GOAL: Without the images, write out all of the following entries exactly.

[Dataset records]
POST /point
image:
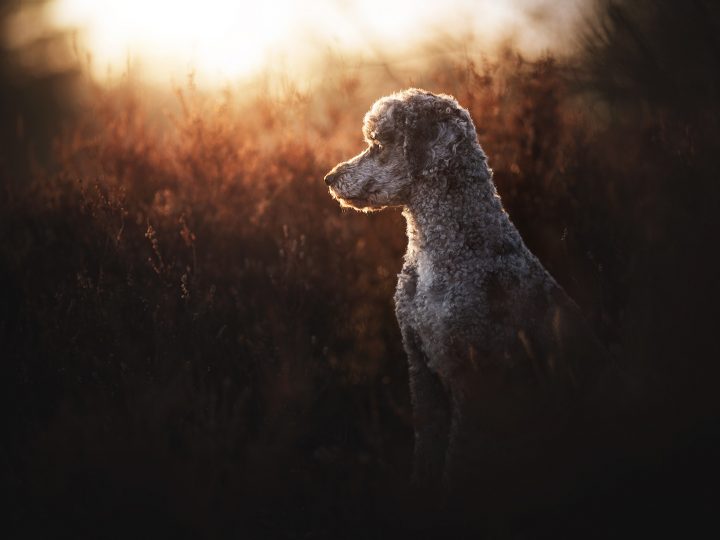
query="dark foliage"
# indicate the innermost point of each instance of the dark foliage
(198, 342)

ANSWER TO THE EXERCISE:
POST /point
image:
query="dark foliage"
# indicate the innermost point of each instance of the dark foliage
(198, 342)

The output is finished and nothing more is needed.